## WHAT YOU ARE ASKED TO DO
Please render the data as a JSON list of strings, starting at its first line and stopping after the line that contains "[[[47,234],[2,250],[2,295],[47,282],[113,253],[94,229]]]". Give one string per line and leave out blank lines.

## STORED RECORDS

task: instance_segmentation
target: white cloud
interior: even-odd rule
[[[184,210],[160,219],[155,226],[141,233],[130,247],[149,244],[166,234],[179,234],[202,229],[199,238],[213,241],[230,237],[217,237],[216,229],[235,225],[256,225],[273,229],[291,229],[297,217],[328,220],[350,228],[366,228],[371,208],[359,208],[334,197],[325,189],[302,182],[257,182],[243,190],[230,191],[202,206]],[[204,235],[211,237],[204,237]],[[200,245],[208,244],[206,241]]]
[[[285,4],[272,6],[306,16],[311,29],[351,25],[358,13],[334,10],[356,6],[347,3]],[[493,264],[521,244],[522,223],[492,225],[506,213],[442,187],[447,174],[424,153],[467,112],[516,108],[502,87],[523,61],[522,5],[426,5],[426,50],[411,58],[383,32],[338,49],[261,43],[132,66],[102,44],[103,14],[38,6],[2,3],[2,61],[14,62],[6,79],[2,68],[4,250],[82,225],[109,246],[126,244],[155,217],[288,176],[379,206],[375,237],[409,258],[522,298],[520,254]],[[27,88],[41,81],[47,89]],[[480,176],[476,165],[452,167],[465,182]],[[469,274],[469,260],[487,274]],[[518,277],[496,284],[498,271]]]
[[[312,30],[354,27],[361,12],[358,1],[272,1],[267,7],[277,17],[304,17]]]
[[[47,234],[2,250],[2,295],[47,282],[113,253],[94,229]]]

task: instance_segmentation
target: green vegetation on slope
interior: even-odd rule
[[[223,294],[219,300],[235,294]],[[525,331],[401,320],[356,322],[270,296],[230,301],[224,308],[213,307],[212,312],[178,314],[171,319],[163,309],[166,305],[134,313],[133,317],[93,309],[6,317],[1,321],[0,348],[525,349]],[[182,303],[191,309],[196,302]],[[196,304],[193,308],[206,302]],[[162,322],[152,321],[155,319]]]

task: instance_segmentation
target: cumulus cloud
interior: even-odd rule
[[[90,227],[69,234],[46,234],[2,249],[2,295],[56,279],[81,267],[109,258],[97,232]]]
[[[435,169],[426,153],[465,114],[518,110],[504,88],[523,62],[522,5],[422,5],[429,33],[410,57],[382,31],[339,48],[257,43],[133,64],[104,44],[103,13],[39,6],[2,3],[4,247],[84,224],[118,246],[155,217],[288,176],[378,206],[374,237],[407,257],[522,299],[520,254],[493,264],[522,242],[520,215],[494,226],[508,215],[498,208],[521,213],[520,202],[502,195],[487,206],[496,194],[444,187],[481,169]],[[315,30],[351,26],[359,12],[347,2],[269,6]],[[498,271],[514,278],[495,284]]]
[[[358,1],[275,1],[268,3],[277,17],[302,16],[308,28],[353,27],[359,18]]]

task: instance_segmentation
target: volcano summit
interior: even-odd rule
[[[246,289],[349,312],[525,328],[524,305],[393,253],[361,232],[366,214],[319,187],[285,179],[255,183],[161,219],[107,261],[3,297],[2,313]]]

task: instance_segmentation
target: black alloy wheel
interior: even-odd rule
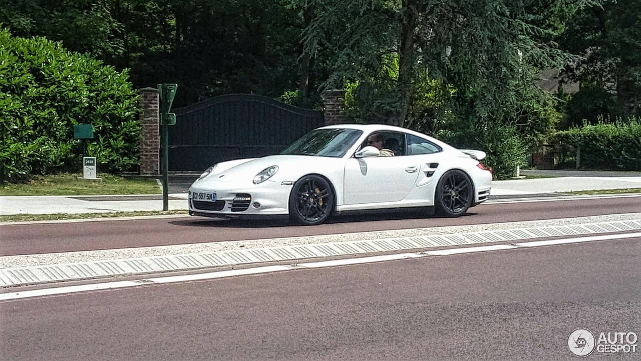
[[[448,217],[458,217],[469,209],[474,201],[474,188],[467,175],[451,170],[443,175],[437,185],[437,211]]]
[[[289,218],[306,225],[324,222],[334,210],[329,184],[318,175],[307,175],[294,185],[289,198]]]

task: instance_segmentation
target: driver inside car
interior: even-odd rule
[[[383,147],[383,136],[379,134],[370,134],[365,142],[366,147],[374,147],[379,151],[379,157],[394,157],[394,152]]]

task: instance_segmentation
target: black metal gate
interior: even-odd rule
[[[323,113],[260,95],[222,95],[173,110],[169,171],[202,172],[219,162],[278,154],[322,127]]]

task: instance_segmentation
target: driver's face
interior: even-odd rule
[[[379,140],[377,141],[374,137],[368,138],[366,143],[368,146],[374,147],[379,150],[381,150],[381,148],[383,148],[383,142]]]

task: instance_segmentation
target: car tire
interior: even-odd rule
[[[319,225],[334,210],[334,193],[329,183],[318,175],[306,175],[294,185],[289,196],[289,218],[305,225]]]
[[[460,170],[451,170],[441,177],[434,195],[437,213],[458,217],[467,211],[474,202],[474,186],[470,177]]]

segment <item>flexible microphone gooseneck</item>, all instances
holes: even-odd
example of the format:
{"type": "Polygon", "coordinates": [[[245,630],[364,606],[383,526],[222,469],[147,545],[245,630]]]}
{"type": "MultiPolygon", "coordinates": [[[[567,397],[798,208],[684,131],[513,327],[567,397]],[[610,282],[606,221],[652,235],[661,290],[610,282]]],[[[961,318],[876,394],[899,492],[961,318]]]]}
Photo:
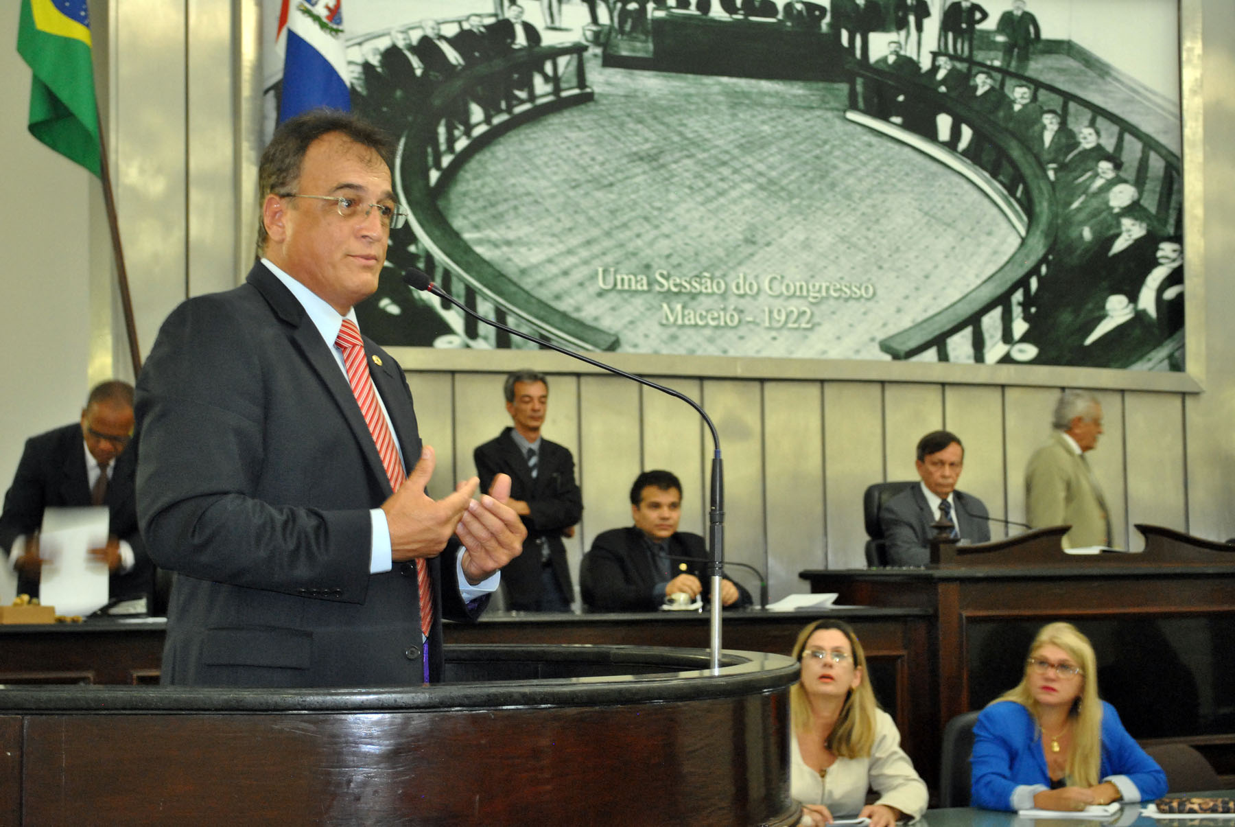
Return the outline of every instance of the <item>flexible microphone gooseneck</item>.
{"type": "Polygon", "coordinates": [[[960,508],[960,509],[961,509],[962,512],[965,512],[965,515],[966,515],[966,517],[972,517],[973,519],[989,519],[989,520],[994,520],[995,523],[1003,523],[1004,525],[1015,525],[1016,528],[1032,528],[1032,527],[1031,527],[1031,525],[1029,525],[1028,523],[1018,523],[1018,522],[1016,522],[1016,520],[1014,520],[1014,519],[1000,519],[1000,518],[998,518],[998,517],[992,517],[990,514],[987,514],[987,515],[982,515],[982,514],[973,514],[973,513],[971,513],[971,512],[969,512],[969,509],[968,509],[968,508],[966,508],[965,506],[962,506],[962,504],[961,504],[961,501],[960,501],[960,499],[957,499],[957,501],[956,501],[956,504],[957,504],[957,507],[958,507],[958,508],[960,508]]]}
{"type": "Polygon", "coordinates": [[[479,313],[467,307],[466,304],[456,299],[453,295],[451,295],[442,288],[437,287],[437,284],[433,283],[433,279],[430,278],[429,273],[426,273],[420,268],[409,267],[408,271],[403,274],[403,281],[408,287],[410,287],[414,291],[432,293],[437,298],[450,302],[463,313],[468,314],[477,321],[483,321],[490,328],[504,330],[514,336],[519,336],[520,339],[526,339],[530,342],[535,342],[541,347],[555,350],[564,356],[569,356],[571,358],[577,358],[582,362],[587,362],[593,367],[599,367],[603,371],[608,371],[610,373],[626,377],[632,382],[638,382],[640,384],[655,388],[661,393],[667,393],[671,397],[682,399],[688,405],[694,408],[700,417],[703,417],[703,420],[708,423],[708,429],[711,431],[711,443],[714,446],[711,456],[710,506],[708,509],[708,550],[711,553],[711,556],[709,559],[708,567],[711,570],[711,624],[710,624],[711,671],[713,674],[718,674],[720,671],[720,609],[721,609],[720,581],[722,577],[721,572],[724,571],[724,561],[725,561],[725,476],[724,476],[724,466],[720,457],[720,435],[716,433],[716,425],[713,424],[711,417],[709,417],[708,413],[703,408],[700,408],[699,403],[697,403],[694,399],[685,396],[684,393],[678,393],[673,388],[667,388],[663,384],[657,384],[656,382],[652,382],[651,380],[645,380],[642,376],[637,376],[635,373],[627,373],[626,371],[619,370],[611,365],[605,365],[604,362],[597,361],[589,356],[584,356],[583,354],[577,354],[573,350],[567,350],[566,347],[555,345],[551,341],[537,339],[536,336],[526,334],[521,330],[515,330],[509,325],[504,325],[500,321],[495,321],[494,319],[488,319],[480,315],[479,313]]]}

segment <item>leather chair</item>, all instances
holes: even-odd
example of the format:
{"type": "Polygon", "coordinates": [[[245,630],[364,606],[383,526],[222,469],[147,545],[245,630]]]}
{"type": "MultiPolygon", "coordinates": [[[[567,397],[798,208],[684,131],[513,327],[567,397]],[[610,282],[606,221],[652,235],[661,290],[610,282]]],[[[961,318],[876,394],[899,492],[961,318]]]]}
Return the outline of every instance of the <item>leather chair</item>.
{"type": "Polygon", "coordinates": [[[962,712],[944,727],[939,760],[939,806],[969,806],[969,755],[973,754],[973,724],[978,712],[962,712]]]}
{"type": "Polygon", "coordinates": [[[867,486],[862,494],[862,514],[866,519],[866,565],[871,569],[888,565],[888,549],[883,541],[883,528],[879,527],[879,509],[905,488],[918,485],[916,480],[908,482],[876,482],[867,486]]]}
{"type": "Polygon", "coordinates": [[[1188,744],[1158,744],[1145,752],[1166,773],[1167,792],[1209,792],[1228,786],[1205,757],[1188,744]]]}

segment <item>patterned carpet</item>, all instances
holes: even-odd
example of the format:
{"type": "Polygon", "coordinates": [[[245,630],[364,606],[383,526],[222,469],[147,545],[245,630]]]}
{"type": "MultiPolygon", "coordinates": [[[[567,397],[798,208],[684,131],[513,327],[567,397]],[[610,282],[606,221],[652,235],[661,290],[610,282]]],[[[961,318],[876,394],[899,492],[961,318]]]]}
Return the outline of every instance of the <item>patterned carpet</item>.
{"type": "Polygon", "coordinates": [[[881,337],[967,293],[1019,242],[967,180],[844,120],[844,87],[597,63],[588,78],[594,103],[485,147],[442,209],[496,267],[618,331],[624,351],[885,358],[881,337]],[[657,292],[658,271],[725,292],[657,292]],[[647,289],[606,289],[618,274],[647,289]],[[758,293],[734,295],[739,276],[758,293]],[[768,294],[787,283],[831,295],[768,294]],[[856,287],[868,295],[836,297],[856,287]]]}

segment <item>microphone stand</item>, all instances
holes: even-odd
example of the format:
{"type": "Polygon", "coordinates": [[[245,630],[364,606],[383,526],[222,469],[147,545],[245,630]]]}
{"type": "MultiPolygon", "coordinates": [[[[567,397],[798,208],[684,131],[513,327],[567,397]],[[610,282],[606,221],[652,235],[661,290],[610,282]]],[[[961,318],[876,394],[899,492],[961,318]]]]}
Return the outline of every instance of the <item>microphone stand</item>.
{"type": "Polygon", "coordinates": [[[494,319],[488,319],[480,315],[479,313],[467,307],[466,304],[456,299],[453,295],[451,295],[442,288],[437,287],[437,284],[433,283],[433,279],[430,278],[429,273],[426,273],[422,269],[419,269],[416,267],[409,267],[403,276],[403,281],[408,287],[410,287],[414,291],[429,292],[440,299],[450,302],[467,315],[472,316],[478,321],[483,321],[490,328],[504,330],[505,333],[509,333],[514,336],[519,336],[520,339],[526,339],[530,342],[537,344],[541,347],[555,350],[562,354],[563,356],[577,358],[582,362],[592,365],[593,367],[599,367],[603,371],[608,371],[610,373],[615,373],[618,376],[622,376],[627,380],[631,380],[632,382],[638,382],[640,384],[655,388],[661,393],[667,393],[671,397],[677,397],[678,399],[682,399],[688,405],[694,408],[695,412],[700,417],[703,417],[703,420],[708,424],[708,429],[711,431],[711,443],[714,446],[711,456],[711,485],[709,488],[709,508],[708,508],[708,550],[710,551],[708,567],[710,569],[710,579],[711,579],[709,663],[711,672],[714,675],[719,674],[720,672],[720,611],[721,611],[720,581],[722,579],[721,572],[724,571],[724,561],[725,561],[725,475],[720,457],[720,435],[716,433],[716,425],[713,424],[711,417],[709,417],[706,412],[701,407],[699,407],[699,403],[697,403],[694,399],[685,396],[684,393],[674,391],[673,388],[667,388],[663,384],[657,384],[656,382],[652,382],[651,380],[645,380],[642,376],[637,376],[635,373],[627,373],[626,371],[619,370],[611,365],[605,365],[604,362],[584,356],[583,354],[577,354],[573,350],[567,350],[566,347],[555,345],[551,341],[537,339],[536,336],[526,334],[521,330],[515,330],[509,325],[504,325],[500,321],[495,321],[494,319]]]}
{"type": "MultiPolygon", "coordinates": [[[[684,558],[684,556],[677,555],[677,554],[667,554],[664,556],[667,556],[669,560],[674,560],[677,562],[699,562],[699,560],[695,559],[695,558],[684,558]]],[[[760,608],[767,608],[768,607],[768,579],[763,576],[763,572],[760,569],[752,566],[748,562],[739,562],[737,560],[729,560],[727,562],[725,562],[725,565],[726,566],[737,566],[740,569],[748,569],[750,571],[753,571],[758,576],[758,579],[760,579],[760,608]]]]}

## ANSWER BELOW
[
  "task: instance_segmentation",
  "target: white cloud",
  "interior: even-odd rule",
  "[[[184,210],[160,219],[155,226],[141,233],[130,247],[149,244],[166,234],[179,234],[202,229],[199,238],[213,241],[230,237],[217,237],[216,229],[235,225],[256,225],[273,229],[291,229],[297,217],[328,220],[350,228],[366,228],[371,208],[359,208],[334,197],[325,189],[302,182],[257,182],[243,190],[230,191],[202,206]],[[204,235],[211,237],[204,237]],[[200,245],[208,244],[206,241]]]",
  "[[[285,4],[272,6],[306,16],[311,29],[351,25],[358,13],[334,10],[356,6],[347,3]],[[493,264],[521,244],[522,223],[492,225],[506,213],[442,187],[447,174],[424,153],[467,112],[516,108],[502,87],[523,61],[522,5],[426,5],[426,50],[411,58],[383,32],[338,49],[261,43],[132,66],[102,44],[103,14],[38,6],[2,3],[2,61],[14,62],[6,79],[2,68],[4,250],[82,225],[109,246],[126,244],[155,217],[288,176],[379,206],[375,237],[409,258],[522,298],[520,254]],[[27,88],[41,81],[47,89]],[[480,176],[476,165],[452,167],[465,182]],[[469,274],[469,260],[487,274]],[[518,277],[496,284],[498,271]]]",
  "[[[312,30],[354,27],[361,12],[358,1],[272,1],[267,7],[277,17],[304,17]]]",
  "[[[47,234],[2,250],[2,295],[47,282],[113,253],[94,229]]]"
]